== Task material ==

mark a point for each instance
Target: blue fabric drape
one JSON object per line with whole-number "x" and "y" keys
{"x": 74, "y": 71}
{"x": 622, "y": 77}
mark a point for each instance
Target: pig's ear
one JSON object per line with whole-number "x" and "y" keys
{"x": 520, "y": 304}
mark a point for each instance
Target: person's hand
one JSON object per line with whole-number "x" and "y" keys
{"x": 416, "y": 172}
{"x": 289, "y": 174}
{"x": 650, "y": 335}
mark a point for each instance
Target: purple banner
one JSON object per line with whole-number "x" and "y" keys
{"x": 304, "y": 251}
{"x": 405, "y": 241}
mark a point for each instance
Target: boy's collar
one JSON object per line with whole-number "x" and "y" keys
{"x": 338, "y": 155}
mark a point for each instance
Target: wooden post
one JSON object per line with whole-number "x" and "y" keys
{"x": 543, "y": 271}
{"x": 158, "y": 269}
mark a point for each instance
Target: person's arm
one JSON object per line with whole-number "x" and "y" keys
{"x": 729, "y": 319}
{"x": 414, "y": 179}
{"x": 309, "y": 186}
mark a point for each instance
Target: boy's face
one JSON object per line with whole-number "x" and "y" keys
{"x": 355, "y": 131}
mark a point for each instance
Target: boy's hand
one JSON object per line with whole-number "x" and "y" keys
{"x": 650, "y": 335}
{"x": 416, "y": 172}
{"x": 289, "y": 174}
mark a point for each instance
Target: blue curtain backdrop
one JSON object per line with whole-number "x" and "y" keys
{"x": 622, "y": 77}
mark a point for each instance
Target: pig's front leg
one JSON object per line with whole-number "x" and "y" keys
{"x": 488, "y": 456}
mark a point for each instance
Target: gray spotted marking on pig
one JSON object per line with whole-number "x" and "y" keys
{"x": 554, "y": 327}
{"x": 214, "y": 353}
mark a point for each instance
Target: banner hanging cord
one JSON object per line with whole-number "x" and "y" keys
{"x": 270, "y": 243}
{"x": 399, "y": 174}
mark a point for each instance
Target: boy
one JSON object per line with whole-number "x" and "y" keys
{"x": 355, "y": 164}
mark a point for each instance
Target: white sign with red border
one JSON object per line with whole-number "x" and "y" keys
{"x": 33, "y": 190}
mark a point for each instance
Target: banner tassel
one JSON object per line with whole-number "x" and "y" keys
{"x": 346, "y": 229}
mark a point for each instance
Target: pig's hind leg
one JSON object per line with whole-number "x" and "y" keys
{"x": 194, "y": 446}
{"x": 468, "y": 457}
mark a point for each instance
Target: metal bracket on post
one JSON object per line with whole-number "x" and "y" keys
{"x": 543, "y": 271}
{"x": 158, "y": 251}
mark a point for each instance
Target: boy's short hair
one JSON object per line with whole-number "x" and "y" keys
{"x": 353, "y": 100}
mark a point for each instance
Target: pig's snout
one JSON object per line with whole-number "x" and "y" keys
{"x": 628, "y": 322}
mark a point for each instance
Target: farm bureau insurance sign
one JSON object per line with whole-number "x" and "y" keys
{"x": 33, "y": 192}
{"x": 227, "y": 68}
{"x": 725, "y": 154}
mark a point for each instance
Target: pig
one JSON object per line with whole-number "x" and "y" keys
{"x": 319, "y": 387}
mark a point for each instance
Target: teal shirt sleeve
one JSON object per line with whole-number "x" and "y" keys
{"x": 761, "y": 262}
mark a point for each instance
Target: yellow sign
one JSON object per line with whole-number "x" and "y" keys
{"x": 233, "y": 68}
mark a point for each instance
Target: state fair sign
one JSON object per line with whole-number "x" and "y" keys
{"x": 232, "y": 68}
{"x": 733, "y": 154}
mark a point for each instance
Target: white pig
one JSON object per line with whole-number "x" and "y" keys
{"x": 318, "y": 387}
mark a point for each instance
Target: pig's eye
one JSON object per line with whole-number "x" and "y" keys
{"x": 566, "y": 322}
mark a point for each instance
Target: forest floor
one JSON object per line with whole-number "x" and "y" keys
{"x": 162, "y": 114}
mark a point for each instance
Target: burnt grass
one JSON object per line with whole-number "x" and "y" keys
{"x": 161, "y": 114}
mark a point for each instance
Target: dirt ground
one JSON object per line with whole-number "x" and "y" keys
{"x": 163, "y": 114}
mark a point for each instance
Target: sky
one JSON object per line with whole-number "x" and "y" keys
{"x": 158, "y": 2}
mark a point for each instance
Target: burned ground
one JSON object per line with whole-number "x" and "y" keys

===

▶ _Your task_
In the listing above, how many lines have the string "person" in them? Reply with only the figure.

▶ _Problem solution_
2